PROMPT A: Return everything from "These simulations provide" down to "was not possible." in the CL-20 decomposition text, copied word for word.
PROMPT B: Using the CL-20 decomposition text, mark each statement yes or no and quote the words that decide it: (i) HONO elimination was seen in the simulations; (ii) the calculated solid phase pathways match available condensed phase experimental data; (iii) about 4 HCN molecules form per one CL-20.

TEXT EXCERPT:
(716h) Mechanism and Kinetics of Thermal Decomposition of Cl-20:

CL-20 (2,4,6,8,10,12-hexanitro-2,4,6,8,10,12-hexaazaisowurtzitane) is a high-energy nitramine explosive. To improve atomistic understanding of its thermal decomposition in gas and solid phases, we performed a series of ab initio molecular dynamics simulations.

Unlike the case of the other nitramines (e.g. RDX/HMX), we found only one distinct initial reaction channel (homolysis of N–NO2 bond) during unimolecular decomposition. We did not observe any HONO elimination reaction under investigated conditions. However, we did find ring breaking followed by NO2 fission. Therefore, in spite of limited sampling that provided a mostly qualitative picture, we proposed a scheme of unimolecular decomposition of CL-20. The averaged products population over all trajectories was estimated at 4 HCN, 2-4 NO2, 2-4 NO, ~1 CO, and ~1 OH molecules per one CL-20.

These simulations provide a detailed description of the chemical processes in the initial stages of thermal decomposition of condensed CL-20. We elucidated key features of this process: composition of primary reaction products, reaction timing, Arrhenius behavior of the system, etc. They clearly indicate that the primary reactions leading to NO2, NO, N2O and N2 occur at very early stages. We also estimated the activation barrier for the formation of NO2 which essentially determines overall decomposition kinetics and effective rate constants for NO2 and N2. Calculated solid phase decomposition pathways correlate with available condensed phase experimental data. Unfortunately, a comparison of the predicted gas phase mechanism was not possible.

GIVEN DATA:
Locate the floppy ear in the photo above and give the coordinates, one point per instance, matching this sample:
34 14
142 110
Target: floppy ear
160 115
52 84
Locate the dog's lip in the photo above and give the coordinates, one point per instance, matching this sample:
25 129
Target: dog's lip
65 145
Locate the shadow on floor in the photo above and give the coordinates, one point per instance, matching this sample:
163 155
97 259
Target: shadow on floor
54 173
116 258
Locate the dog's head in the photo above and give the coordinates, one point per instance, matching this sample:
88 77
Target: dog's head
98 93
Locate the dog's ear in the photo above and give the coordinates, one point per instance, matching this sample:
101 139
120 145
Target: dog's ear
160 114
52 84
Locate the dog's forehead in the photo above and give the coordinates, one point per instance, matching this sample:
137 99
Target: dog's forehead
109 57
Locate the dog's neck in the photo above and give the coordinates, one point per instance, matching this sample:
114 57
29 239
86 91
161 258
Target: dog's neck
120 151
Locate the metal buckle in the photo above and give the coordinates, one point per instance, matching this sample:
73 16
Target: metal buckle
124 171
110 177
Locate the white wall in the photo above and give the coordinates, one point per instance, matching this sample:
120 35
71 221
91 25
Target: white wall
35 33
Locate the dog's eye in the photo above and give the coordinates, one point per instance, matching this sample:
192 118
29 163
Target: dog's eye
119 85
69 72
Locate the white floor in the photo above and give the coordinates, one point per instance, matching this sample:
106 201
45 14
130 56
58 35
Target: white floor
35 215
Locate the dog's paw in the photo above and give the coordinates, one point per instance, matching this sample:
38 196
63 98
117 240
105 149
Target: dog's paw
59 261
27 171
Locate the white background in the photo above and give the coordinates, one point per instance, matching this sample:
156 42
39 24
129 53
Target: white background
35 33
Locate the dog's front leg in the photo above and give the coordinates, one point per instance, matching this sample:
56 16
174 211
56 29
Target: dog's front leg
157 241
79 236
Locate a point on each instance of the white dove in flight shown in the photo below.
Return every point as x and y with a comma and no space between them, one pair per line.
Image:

RESPONSE A:
These simulations provide a detailed description of the chemical processes in the initial stages of thermal decomposition of condensed CL-20. We elucidated key features of this process: composition of primary reaction products, reaction timing, Arrhenius behavior of the system, etc. They clearly indicate that the primary reactions leading to NO2, NO, N2O and N2 occur at very early stages. We also estimated the activation barrier for the formation of NO2 which essentially determines overall decomposition kinetics and effective rate constants for NO2 and N2. Calculated solid phase decomposition pathways correlate with available condensed phase experimental data. Unfortunately, a comparison of the predicted gas phase mechanism was not possible.

RESPONSE B:
(i) No: "We did not observe any HONO elimination reaction under investigated conditions."
(ii) Yes: "Calculated solid phase decomposition pathways correlate with available condensed phase experimental data."
(iii) Yes: "The averaged products population over all trajectories was estimated at 4 HCN"